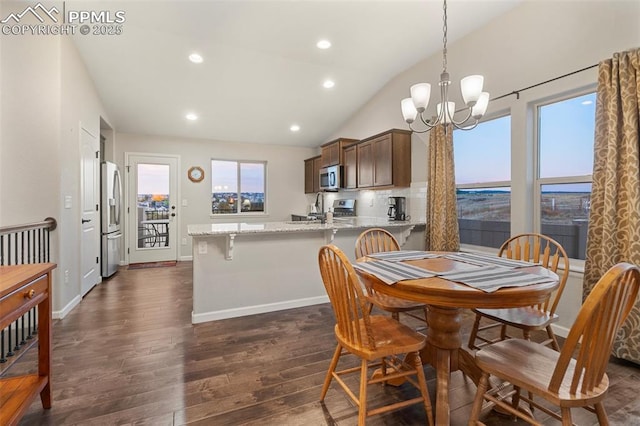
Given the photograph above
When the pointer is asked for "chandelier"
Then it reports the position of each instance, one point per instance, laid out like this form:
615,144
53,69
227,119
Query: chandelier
471,86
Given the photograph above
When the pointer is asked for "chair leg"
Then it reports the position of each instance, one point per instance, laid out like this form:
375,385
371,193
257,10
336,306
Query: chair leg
362,409
474,333
503,332
566,416
554,341
483,385
423,387
601,413
332,368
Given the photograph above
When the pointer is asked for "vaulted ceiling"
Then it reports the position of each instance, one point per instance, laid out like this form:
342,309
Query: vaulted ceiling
262,71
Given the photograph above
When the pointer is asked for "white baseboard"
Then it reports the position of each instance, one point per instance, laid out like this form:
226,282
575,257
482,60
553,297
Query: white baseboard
257,309
63,313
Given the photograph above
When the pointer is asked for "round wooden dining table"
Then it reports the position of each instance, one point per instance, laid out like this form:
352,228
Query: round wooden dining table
446,300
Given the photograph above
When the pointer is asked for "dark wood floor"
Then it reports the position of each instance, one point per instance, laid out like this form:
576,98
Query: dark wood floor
128,354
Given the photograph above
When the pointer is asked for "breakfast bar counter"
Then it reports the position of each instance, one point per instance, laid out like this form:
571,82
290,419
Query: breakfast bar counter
249,268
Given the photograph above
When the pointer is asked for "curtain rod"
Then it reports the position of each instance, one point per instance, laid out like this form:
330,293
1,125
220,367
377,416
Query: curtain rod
517,92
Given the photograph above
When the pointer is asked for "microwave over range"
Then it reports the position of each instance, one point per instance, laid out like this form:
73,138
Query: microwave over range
331,178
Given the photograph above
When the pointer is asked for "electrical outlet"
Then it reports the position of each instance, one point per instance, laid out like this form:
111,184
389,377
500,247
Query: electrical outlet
202,247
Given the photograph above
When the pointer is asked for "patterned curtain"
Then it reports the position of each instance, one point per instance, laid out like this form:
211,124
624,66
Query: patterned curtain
614,223
442,215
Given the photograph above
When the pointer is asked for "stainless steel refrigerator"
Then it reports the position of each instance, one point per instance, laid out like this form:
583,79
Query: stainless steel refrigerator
111,224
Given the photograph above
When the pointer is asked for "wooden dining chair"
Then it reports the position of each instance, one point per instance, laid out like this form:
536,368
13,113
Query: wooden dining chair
555,376
546,252
375,240
377,340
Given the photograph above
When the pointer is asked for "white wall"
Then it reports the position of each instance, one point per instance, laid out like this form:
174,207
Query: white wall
45,93
536,41
79,106
285,176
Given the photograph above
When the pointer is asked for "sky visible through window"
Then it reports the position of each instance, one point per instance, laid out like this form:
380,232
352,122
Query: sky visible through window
483,155
224,176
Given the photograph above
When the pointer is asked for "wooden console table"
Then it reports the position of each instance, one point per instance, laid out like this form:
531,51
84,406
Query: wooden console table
21,288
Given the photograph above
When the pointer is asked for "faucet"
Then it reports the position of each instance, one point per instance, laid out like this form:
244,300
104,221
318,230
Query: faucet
320,205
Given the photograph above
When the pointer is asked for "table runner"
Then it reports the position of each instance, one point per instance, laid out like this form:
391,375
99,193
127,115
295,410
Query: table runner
492,278
392,272
488,260
401,255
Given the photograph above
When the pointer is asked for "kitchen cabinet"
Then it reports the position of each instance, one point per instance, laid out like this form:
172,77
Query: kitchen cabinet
312,175
23,287
332,152
384,160
350,179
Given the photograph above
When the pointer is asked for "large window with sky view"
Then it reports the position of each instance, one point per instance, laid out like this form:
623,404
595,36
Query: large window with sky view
238,186
483,182
565,165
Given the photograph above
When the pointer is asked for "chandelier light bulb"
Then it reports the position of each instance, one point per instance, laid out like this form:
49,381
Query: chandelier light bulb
471,88
480,107
476,101
420,94
409,111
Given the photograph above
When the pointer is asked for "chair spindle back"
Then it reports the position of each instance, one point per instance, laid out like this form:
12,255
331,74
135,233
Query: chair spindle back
346,296
546,252
602,314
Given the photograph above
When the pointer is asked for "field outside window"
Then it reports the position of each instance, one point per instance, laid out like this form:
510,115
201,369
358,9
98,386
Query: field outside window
237,187
483,182
565,164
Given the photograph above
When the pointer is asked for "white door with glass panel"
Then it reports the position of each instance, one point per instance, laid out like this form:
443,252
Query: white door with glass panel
90,218
152,183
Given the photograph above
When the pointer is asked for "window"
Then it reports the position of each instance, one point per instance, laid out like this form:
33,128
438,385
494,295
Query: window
238,186
565,164
483,182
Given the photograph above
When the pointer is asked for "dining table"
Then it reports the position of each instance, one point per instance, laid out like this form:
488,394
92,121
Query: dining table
437,280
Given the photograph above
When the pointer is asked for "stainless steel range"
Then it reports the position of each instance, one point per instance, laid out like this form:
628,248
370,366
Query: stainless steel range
341,208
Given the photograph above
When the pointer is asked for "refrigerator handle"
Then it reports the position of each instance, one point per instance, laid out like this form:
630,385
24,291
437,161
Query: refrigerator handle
117,195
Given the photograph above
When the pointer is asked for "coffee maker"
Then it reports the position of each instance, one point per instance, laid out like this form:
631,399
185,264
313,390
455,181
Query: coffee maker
397,208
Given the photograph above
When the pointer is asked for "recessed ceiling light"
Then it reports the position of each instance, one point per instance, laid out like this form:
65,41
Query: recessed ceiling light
328,84
196,58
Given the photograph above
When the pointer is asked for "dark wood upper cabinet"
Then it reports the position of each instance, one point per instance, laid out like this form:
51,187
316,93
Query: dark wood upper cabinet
332,152
384,160
312,175
350,167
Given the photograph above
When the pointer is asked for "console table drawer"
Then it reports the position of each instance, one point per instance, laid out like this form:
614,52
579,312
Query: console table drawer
21,300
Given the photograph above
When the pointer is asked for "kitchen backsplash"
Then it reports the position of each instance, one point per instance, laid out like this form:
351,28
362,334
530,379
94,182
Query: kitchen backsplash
376,203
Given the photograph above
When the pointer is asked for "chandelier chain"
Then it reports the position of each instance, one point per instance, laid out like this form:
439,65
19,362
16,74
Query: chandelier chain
444,37
475,99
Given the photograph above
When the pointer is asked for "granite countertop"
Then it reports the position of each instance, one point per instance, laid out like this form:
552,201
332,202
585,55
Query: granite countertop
303,226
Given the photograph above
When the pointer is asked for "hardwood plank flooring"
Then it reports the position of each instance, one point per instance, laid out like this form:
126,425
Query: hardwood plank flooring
129,355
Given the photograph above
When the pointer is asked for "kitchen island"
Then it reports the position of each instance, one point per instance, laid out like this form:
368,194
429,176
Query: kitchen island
249,268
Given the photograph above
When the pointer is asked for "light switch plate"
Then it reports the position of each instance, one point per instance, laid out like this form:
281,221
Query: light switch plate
202,247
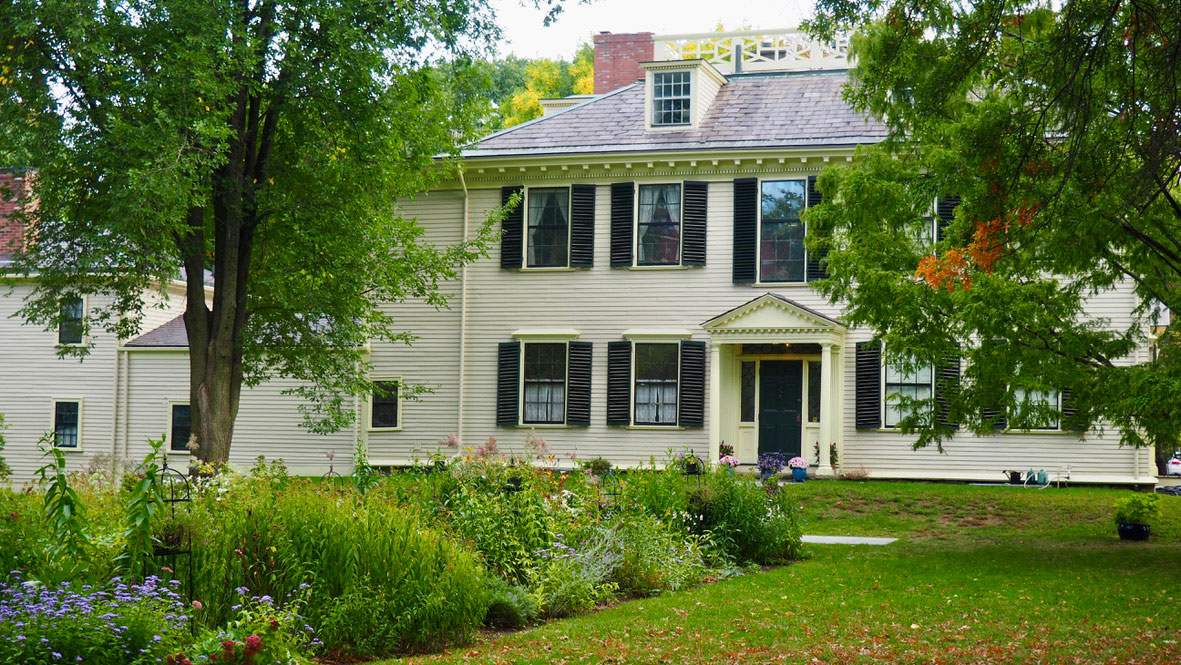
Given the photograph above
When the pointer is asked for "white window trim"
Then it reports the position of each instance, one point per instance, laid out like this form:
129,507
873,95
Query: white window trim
631,378
758,235
569,226
566,396
885,364
168,447
53,422
85,336
369,410
635,228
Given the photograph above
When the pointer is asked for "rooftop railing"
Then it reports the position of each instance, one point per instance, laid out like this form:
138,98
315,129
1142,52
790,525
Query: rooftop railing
755,50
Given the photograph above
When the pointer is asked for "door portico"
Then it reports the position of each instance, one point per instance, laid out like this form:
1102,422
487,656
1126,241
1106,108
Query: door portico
774,344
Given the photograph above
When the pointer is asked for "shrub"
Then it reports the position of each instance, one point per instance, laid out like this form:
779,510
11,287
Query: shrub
1137,509
116,624
509,606
748,523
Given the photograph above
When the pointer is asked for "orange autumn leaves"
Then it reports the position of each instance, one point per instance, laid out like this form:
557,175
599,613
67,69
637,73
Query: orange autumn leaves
953,268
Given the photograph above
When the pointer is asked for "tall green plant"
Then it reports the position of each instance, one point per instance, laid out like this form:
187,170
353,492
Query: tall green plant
65,516
144,507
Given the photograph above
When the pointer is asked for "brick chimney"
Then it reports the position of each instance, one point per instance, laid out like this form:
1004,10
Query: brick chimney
618,57
13,193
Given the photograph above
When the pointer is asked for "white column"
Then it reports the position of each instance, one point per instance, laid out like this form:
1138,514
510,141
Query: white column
715,398
826,409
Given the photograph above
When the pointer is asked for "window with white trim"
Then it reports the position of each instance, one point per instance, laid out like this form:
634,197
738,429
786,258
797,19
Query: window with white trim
545,383
658,225
781,240
70,325
915,384
672,98
66,423
657,385
548,227
385,409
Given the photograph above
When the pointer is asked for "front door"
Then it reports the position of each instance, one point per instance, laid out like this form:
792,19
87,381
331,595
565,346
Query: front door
780,406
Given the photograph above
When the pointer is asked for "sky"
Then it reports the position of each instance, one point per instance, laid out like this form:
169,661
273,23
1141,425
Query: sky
524,34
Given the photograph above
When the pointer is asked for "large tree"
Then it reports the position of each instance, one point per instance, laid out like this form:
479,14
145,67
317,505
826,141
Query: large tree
1056,124
259,144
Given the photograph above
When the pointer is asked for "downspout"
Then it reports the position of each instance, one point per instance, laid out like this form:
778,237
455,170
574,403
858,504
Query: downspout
463,311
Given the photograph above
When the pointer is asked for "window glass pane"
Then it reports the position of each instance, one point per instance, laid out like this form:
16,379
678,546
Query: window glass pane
659,225
182,428
782,236
545,383
70,327
65,424
656,383
385,404
814,391
1029,401
548,227
671,97
914,384
748,392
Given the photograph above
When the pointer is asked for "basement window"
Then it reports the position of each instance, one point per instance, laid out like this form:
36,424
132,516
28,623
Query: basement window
671,98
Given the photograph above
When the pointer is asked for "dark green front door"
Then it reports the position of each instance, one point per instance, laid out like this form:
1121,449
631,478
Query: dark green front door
780,406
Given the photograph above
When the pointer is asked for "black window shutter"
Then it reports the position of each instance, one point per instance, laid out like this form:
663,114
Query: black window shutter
513,229
582,226
508,383
946,384
945,209
578,398
815,259
619,383
622,217
692,222
745,260
1070,412
692,385
868,404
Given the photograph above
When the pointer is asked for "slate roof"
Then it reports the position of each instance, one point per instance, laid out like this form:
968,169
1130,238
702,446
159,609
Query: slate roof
750,111
170,334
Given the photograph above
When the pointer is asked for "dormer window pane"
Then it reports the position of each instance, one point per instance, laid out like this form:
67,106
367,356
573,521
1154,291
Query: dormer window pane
659,225
671,98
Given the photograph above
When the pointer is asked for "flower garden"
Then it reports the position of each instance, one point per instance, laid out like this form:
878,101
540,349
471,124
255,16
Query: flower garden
261,567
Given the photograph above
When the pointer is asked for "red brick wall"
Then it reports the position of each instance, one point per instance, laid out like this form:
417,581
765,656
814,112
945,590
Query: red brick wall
618,57
13,189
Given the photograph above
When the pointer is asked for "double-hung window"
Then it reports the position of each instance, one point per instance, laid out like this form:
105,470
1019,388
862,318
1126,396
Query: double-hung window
545,383
671,98
915,384
657,371
66,423
180,428
782,232
70,324
384,406
658,225
548,227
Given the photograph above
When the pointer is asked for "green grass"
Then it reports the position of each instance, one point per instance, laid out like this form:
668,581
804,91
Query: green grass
980,575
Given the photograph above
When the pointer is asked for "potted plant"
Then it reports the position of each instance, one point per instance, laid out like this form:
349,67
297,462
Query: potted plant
798,469
769,464
1135,514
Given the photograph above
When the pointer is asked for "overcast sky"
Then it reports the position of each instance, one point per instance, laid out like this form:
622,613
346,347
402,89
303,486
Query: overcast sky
524,34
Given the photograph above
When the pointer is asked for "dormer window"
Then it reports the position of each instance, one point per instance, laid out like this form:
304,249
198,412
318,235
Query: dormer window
671,98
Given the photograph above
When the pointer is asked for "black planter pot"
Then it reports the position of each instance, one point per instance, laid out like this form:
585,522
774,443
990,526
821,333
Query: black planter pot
1134,532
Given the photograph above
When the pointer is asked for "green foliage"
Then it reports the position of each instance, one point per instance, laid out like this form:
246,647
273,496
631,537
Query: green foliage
145,504
65,516
1046,228
1137,509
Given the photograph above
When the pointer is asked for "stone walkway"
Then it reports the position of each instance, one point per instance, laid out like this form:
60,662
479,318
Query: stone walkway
848,540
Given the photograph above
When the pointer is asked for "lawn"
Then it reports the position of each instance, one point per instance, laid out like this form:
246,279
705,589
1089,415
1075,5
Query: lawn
990,574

__WHAT THE TASK ASKS__. Count the lines in the entries above that contain the string "patterned", with case counting. Reply with the number alone.

__SOLUTION FOR THIS EXERCISE__. 2